(YOUR INSTRUCTIONS):
From the records below, pull out every line that contains the word "bird" and copy each of those lines in full.

>> start PROVIDED INFORMATION

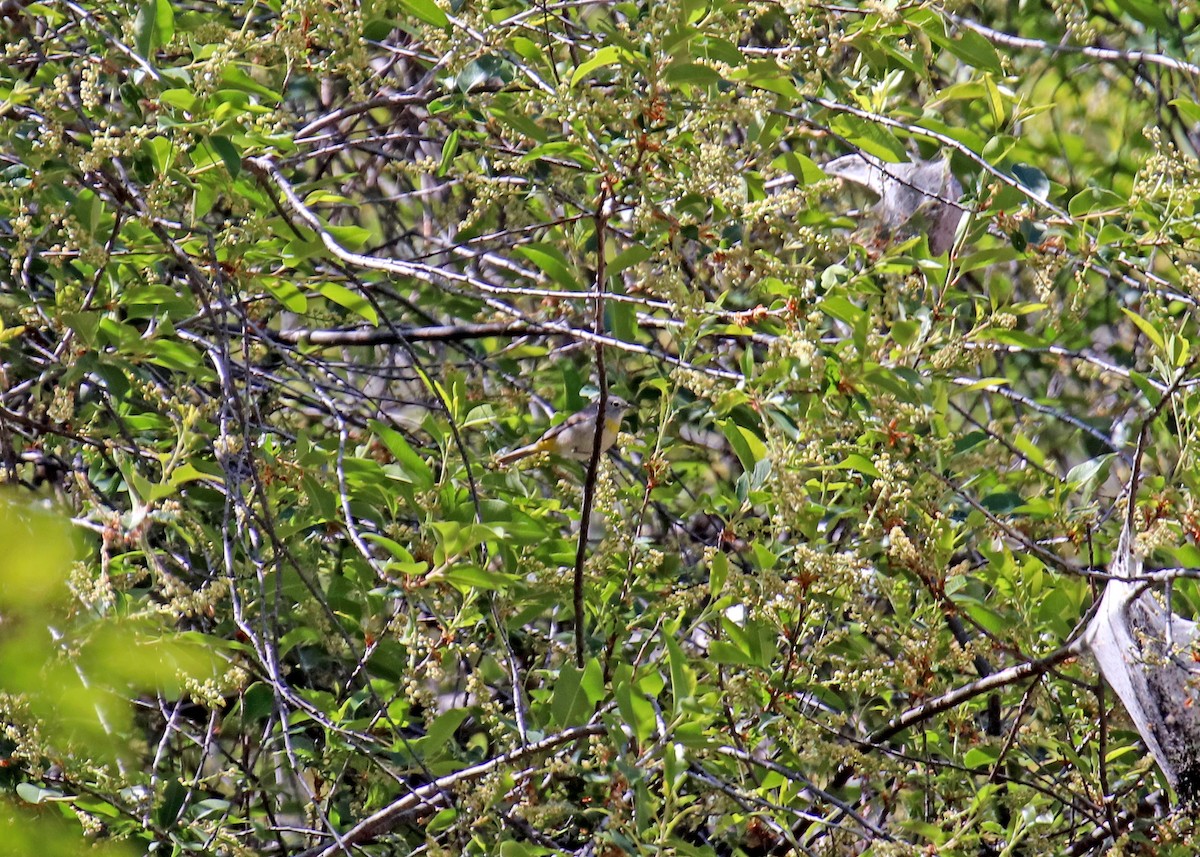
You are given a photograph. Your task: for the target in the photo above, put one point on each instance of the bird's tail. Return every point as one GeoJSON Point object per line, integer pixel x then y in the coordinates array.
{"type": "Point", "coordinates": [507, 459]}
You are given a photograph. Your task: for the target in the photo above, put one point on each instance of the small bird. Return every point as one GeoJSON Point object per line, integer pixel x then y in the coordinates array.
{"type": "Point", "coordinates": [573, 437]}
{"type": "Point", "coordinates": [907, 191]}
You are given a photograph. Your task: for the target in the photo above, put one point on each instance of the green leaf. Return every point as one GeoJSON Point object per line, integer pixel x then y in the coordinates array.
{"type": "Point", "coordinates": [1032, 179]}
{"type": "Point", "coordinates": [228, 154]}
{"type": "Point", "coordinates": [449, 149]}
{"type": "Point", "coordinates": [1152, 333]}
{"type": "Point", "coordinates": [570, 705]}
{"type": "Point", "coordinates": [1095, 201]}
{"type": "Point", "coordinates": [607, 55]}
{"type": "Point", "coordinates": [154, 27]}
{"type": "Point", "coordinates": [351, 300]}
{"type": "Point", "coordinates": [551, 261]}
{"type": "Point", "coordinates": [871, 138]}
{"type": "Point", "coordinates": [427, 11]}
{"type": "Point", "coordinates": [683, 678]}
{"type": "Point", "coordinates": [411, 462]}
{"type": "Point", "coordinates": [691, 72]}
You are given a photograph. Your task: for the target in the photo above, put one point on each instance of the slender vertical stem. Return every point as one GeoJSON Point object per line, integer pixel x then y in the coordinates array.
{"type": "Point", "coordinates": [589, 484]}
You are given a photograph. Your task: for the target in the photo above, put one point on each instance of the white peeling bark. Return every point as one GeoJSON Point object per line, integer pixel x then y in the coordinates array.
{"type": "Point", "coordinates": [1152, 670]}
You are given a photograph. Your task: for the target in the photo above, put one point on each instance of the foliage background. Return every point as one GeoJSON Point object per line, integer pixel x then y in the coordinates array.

>> end PROVIDED INFORMATION
>> start PROVIDED INFORMATION

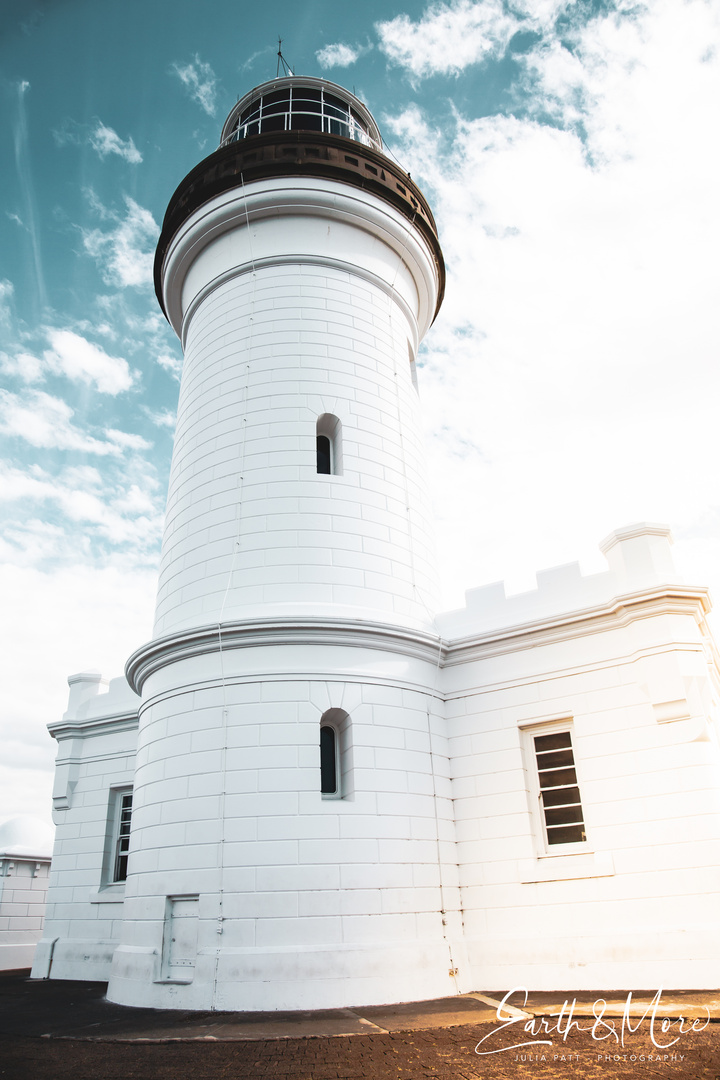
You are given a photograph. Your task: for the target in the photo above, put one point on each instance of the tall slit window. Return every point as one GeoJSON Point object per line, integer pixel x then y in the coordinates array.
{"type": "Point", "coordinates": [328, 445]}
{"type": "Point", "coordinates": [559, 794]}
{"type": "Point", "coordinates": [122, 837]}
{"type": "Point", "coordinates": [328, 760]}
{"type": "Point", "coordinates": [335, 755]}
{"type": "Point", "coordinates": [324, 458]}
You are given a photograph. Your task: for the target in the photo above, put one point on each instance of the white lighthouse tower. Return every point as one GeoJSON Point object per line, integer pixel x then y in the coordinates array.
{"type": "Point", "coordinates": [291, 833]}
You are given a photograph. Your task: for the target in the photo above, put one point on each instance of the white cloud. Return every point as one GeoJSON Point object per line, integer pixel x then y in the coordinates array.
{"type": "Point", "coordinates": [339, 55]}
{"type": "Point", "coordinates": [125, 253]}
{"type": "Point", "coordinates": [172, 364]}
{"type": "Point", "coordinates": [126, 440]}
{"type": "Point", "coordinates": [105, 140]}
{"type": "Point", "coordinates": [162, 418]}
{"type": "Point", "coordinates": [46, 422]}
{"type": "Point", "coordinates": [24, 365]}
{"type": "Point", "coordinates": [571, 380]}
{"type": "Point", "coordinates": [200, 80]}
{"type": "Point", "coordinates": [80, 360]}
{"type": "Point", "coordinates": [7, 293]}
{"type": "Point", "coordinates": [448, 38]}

>> end PROVIDED INFORMATION

(FINISHED ANSWER):
You are given a photograph. Your task: for the target in the photo above, put one point on each instance of the bird's tail. Return every point as one GeoJSON Point object per line, integer pixel x then y in the coordinates array.
You are given a photograph. Your task: for the target in the photo above, put one point on each instance of the small bird. Return every point as one GeoJSON Point object per line, integer pixel x then y in the coordinates array.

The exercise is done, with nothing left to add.